### Supplied data
Start of Block

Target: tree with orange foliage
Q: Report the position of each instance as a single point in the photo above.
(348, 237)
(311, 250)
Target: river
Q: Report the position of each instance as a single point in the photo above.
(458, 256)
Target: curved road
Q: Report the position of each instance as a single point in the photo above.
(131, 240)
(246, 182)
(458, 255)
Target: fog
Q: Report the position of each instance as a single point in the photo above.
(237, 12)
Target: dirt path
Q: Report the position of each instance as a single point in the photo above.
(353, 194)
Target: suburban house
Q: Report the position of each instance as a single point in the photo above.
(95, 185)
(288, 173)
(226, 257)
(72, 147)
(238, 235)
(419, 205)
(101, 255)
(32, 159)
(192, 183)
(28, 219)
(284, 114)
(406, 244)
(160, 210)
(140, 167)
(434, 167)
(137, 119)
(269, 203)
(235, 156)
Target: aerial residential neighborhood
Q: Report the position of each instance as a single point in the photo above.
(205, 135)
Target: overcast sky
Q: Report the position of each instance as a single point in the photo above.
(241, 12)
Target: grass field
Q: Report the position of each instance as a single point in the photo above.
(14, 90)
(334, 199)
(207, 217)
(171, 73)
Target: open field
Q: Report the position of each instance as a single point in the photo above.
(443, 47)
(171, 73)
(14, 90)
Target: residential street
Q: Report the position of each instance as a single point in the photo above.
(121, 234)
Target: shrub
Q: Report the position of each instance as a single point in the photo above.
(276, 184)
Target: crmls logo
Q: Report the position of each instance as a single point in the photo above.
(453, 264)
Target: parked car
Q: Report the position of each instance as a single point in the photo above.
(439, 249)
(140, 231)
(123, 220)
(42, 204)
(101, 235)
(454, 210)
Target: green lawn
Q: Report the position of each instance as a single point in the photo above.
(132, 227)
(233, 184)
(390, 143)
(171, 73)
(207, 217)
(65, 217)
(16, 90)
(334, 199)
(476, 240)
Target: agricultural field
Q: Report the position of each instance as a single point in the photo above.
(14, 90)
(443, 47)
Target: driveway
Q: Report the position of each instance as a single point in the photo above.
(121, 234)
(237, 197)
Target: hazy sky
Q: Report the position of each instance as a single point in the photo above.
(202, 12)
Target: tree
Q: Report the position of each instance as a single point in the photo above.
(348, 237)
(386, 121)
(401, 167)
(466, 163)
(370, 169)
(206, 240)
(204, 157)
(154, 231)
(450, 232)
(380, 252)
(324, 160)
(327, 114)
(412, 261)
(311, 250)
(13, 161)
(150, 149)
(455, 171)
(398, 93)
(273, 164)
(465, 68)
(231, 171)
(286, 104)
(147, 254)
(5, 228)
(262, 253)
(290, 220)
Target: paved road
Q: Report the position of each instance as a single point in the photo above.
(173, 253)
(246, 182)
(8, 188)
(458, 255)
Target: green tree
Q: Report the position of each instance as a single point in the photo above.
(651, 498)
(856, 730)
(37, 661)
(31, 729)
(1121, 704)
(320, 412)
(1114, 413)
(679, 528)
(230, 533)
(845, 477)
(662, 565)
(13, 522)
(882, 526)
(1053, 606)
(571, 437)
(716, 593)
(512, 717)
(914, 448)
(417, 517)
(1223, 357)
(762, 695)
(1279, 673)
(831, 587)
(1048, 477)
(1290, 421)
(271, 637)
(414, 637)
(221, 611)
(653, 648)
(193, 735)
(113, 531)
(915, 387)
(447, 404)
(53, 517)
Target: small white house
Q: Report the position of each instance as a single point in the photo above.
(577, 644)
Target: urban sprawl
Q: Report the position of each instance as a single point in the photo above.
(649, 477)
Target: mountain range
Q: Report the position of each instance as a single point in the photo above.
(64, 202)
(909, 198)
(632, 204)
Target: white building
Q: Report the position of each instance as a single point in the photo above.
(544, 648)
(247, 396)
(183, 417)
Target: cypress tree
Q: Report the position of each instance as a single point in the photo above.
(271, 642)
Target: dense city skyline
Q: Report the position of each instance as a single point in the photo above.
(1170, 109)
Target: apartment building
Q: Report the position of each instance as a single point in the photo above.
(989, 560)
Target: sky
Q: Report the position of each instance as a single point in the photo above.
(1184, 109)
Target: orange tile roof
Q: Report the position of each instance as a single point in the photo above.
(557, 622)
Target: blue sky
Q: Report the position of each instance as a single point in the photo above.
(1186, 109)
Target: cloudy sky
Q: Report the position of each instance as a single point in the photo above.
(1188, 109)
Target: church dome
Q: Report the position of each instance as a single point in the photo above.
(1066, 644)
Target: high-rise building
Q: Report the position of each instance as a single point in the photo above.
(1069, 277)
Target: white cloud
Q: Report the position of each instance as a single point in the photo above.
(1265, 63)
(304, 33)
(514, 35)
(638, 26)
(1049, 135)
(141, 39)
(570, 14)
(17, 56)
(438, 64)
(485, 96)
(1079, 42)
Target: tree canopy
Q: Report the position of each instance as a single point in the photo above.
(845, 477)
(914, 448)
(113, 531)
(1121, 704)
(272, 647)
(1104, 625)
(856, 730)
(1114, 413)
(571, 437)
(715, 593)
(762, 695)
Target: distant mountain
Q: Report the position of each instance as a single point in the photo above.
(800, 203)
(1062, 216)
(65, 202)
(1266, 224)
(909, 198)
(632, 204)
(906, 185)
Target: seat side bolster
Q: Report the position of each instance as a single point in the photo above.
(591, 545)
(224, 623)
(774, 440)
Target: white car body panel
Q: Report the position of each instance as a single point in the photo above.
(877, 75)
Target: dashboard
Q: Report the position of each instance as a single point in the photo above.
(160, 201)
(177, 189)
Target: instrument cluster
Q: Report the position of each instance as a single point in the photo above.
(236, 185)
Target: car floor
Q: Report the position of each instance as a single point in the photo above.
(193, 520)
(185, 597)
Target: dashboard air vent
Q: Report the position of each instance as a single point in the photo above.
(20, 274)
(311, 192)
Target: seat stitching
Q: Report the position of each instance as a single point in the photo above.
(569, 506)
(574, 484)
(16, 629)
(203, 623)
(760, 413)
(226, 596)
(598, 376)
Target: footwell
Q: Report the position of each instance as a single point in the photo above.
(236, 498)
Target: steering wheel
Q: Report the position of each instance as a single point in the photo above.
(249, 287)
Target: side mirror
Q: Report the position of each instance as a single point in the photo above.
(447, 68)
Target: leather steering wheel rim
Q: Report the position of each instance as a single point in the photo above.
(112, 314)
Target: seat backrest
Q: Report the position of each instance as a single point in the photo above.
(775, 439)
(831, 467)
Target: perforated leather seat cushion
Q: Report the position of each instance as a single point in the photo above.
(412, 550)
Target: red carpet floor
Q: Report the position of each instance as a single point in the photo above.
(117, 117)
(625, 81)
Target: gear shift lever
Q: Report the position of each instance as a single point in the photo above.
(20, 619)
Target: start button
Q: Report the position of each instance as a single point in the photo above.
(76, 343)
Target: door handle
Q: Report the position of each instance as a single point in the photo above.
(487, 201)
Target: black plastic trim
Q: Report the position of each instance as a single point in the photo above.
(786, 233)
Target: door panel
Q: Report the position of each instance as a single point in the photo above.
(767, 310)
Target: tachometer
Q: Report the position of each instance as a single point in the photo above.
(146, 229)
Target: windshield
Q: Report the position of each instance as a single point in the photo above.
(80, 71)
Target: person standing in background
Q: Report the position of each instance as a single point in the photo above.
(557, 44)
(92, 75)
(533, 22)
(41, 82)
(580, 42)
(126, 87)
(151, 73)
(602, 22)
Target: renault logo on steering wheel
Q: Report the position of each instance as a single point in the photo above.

End of Block

### The problem
When the word "orange" appears in a line of the listing, copy that line.

### Response
Target: tree with orange foliage
Target: orange tile roof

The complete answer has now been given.